§ **Document excerpt**:
______
Building a Foundation for Success

California redwoods are enormous, majestic trees that can grow taller than a 30-story building. A full-grown California redwood is estimated to weigh greater than one million pounds. The massive redwoods can be so wide that in some places tunnel-like roads have been built through their tree trunks.

A mature California redwood tree is virtually indestructible. It has no known diseases, and insects pose no threat to its health. The thick bark of the redwood even makes it resistant to most fires. Fierce winds are perhaps the tree’s greatest hazard. That’s because, even for trees towering 350 feet, the redwoods’ roots only grow about six feet deep. Erosion or wet soil can weaken the roots to the point where a giant redwood can be brought crashing down by blustery winds.
For a California redwood, a strong root system supplies nourishment to the tree and anchors it to the earth. Character serves the same function for a leader. The strength of a person’s character below the surface sustains his or her success in leadership. Stalwart character gives a leader a base of support from which to withstand the tumults of life.

How, as a leader, do you develop your “roots?”

The first requirement is to shift your attention. As my friend Andy Stanley says, it is a mistake to focus on what you want to do before you’ve decided who you want to be. As leaders, we can be in such a hurry to build our careers that we neglect to lay a solid foundation of integrity in our lives.

The second requirement is to identify specific character qualities that you would like to make a part of your character. Set aside time to ponder this question: when I’m gone, what do I want the people in my life to remember about me? Think about each of the meaningful relationships in your life and write out the response.
• How do you hope your co-workers will think about you after you’ve transitioned to another job or into retirement?
• What would you like your spouse to say at your funeral?
• What legacy do you want to leave your children?
• How would you want your church or community to describe your involvement in it?

Look for patterns in your answers. Words like generous, caring, or courageous may appear. These are the character traits you should hone in on developing.
______
§ **Data shown**:
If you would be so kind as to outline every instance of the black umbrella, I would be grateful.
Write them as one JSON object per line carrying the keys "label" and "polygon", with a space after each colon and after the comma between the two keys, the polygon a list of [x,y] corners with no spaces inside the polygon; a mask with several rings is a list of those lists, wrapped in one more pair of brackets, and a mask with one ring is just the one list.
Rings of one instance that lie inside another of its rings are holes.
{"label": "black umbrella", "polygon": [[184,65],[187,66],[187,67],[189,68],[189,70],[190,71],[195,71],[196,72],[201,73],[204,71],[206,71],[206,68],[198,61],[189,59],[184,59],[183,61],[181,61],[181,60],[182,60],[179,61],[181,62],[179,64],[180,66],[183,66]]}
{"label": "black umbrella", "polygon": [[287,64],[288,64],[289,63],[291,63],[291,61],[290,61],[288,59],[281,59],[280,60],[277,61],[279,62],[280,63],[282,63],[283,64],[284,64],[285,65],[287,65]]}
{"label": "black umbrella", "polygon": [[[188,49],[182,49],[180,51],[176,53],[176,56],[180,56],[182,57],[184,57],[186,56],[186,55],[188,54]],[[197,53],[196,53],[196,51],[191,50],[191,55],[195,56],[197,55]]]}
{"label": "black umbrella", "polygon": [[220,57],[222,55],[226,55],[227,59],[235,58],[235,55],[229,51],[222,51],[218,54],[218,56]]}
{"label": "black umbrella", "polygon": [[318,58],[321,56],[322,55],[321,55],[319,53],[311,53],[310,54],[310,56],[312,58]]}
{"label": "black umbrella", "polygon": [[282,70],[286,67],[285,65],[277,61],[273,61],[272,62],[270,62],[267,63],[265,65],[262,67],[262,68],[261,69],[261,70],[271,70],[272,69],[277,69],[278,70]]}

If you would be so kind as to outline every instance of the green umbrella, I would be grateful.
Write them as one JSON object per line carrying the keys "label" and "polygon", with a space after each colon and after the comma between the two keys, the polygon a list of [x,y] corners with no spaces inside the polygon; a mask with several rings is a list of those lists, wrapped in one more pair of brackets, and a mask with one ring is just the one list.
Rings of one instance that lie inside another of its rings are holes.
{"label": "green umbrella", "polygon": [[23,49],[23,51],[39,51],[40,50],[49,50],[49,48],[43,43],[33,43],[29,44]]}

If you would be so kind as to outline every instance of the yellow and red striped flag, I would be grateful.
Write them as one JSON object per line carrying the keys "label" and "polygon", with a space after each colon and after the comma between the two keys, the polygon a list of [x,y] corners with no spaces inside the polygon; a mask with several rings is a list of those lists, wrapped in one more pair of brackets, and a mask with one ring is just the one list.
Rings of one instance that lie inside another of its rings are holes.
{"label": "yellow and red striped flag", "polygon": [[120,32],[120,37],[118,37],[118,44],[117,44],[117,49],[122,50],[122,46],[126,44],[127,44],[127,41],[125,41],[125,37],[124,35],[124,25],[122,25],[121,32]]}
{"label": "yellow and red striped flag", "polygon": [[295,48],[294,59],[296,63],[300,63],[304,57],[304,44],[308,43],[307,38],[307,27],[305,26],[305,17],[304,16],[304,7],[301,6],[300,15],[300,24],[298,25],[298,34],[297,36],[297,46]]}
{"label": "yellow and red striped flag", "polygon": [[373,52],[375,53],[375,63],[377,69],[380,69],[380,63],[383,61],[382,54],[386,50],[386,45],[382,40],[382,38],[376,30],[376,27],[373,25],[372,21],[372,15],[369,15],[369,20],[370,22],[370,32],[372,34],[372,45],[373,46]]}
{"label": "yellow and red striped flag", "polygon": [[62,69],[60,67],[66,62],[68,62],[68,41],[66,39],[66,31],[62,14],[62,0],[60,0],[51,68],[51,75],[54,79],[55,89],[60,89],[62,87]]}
______
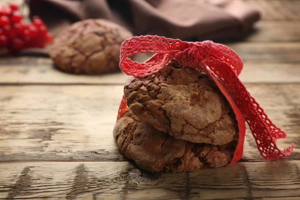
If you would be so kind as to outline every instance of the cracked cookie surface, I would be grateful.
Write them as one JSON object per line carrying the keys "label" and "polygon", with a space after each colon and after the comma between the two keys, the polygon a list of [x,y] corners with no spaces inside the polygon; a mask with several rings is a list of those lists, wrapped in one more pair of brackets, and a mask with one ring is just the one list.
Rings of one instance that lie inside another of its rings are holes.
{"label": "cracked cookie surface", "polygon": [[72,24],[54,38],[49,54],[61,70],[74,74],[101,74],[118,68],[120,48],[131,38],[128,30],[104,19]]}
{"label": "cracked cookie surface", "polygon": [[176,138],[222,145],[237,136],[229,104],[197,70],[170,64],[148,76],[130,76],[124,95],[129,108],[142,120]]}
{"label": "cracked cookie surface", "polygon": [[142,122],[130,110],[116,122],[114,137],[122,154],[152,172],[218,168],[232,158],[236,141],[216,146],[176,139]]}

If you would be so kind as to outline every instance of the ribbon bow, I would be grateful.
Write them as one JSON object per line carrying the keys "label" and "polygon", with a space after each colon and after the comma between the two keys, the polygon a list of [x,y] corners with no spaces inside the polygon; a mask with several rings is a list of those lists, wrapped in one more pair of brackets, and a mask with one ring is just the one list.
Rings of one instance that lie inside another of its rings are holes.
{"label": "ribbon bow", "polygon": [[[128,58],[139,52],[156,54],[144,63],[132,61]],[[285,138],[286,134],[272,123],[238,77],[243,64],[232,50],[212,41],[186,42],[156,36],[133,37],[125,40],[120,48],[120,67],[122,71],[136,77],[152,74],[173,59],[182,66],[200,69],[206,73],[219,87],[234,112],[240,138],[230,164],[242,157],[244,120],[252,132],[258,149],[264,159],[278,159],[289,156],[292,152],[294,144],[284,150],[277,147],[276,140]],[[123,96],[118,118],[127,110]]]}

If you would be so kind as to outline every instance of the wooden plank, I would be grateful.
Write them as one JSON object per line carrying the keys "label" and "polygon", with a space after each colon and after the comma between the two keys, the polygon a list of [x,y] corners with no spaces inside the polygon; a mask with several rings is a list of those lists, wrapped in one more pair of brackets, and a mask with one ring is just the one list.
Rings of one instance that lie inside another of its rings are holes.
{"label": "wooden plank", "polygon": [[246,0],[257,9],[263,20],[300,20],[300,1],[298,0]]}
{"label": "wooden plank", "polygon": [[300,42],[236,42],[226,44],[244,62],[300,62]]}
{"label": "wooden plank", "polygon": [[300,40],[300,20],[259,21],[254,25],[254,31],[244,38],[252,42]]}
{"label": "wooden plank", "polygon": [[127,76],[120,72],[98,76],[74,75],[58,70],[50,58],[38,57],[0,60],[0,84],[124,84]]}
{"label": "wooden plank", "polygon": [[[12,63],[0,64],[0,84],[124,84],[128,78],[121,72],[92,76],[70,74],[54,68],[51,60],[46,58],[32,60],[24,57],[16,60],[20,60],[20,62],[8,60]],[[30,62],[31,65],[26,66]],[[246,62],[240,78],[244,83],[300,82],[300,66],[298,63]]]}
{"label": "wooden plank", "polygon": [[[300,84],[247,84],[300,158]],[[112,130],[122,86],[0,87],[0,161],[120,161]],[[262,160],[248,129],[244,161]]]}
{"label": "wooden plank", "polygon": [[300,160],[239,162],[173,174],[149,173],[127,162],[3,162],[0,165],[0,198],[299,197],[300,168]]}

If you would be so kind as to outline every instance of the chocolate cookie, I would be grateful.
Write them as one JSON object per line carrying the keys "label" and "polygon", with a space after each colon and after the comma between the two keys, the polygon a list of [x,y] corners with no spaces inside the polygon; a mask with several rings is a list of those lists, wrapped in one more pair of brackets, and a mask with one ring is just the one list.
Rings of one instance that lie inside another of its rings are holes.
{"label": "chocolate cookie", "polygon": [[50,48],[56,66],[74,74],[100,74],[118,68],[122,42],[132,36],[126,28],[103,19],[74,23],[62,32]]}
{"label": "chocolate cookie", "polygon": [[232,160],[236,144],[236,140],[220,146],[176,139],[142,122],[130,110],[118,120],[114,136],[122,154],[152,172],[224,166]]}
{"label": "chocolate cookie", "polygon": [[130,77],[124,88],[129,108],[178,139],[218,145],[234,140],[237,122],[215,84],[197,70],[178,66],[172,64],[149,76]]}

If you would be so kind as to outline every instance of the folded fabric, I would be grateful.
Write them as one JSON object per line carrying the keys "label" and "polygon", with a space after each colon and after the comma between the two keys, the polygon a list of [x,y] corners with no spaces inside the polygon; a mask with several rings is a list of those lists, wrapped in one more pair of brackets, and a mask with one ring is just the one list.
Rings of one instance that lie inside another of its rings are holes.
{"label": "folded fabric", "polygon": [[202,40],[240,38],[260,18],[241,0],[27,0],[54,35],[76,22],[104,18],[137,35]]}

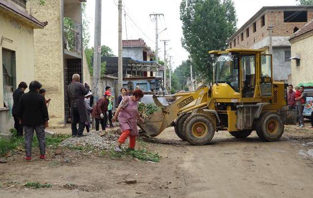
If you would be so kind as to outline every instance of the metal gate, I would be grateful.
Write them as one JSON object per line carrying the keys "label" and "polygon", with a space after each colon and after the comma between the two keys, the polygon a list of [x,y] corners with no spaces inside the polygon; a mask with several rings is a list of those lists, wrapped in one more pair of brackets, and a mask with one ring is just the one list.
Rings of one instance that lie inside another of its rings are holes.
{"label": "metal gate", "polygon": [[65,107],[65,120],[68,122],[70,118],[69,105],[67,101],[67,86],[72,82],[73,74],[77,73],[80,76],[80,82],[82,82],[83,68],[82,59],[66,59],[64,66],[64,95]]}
______
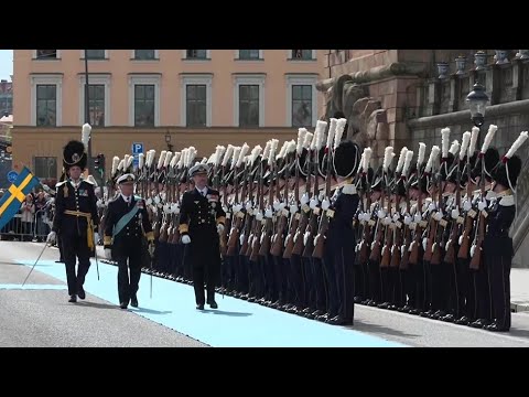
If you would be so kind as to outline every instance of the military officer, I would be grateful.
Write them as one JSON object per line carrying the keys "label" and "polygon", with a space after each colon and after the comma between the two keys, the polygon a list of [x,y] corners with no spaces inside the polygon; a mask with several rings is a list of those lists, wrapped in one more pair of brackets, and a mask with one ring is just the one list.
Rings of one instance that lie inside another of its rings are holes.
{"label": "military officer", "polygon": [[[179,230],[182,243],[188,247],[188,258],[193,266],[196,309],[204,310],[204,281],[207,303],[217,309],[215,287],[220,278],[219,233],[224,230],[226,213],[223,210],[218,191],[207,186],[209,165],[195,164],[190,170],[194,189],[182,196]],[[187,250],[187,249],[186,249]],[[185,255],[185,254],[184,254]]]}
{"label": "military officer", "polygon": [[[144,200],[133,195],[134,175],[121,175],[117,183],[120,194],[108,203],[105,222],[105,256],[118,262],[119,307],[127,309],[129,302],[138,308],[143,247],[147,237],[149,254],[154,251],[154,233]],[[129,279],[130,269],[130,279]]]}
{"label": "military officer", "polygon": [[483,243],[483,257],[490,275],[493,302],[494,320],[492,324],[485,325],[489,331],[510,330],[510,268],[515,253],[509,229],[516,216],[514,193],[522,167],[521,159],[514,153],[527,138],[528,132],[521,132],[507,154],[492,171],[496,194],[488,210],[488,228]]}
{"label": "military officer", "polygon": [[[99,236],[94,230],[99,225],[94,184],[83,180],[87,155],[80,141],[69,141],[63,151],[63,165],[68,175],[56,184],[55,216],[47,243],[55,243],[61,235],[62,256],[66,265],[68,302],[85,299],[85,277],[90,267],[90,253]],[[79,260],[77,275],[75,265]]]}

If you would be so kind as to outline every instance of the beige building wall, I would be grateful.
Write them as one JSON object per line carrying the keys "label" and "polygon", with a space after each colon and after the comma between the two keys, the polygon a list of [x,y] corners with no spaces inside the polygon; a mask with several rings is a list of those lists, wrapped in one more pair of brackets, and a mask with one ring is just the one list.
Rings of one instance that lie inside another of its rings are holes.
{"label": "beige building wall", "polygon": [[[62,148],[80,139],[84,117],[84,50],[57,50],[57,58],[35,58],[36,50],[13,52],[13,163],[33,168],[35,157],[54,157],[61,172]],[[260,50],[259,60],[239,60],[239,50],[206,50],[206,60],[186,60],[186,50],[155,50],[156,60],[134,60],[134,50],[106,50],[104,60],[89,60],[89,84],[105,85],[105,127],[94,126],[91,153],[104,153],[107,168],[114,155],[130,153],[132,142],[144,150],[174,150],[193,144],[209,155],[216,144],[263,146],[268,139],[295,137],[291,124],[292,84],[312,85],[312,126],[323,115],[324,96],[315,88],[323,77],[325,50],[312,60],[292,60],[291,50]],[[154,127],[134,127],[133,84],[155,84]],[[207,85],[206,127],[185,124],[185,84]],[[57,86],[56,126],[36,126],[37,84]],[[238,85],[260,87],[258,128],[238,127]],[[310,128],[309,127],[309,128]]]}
______
§ **Tasks to perform**:
**a)** According to the passage on building a foundation for success, what is perhaps the California redwood's greatest hazard?
**b)** Copy the part of the passage on building a foundation for success from "How, as a leader, do" up to and including "or into retirement?".
The records come from a different source than the text.

§ **Your responses**:
**a)** Fierce winds.

**b)**
How, as a leader, do you develop your “roots?”

The first requirement is to shift your attention. As my friend Andy Stanley says, it is a mistake to focus on what you want to do before you’ve decided who you want to be. As leaders, we can be in such a hurry to build our careers that we neglect to lay a solid foundation of integrity in our lives.

The second requirement is to identify specific character qualities that you would like to make a part of your character. Set aside time to ponder this question: when I’m gone, what do I want the people in my life to remember about me? Think about each of the meaningful relationships in your life and write out the response.
• How do you hope your co-workers will think about you after you’ve transitioned to another job or into retirement?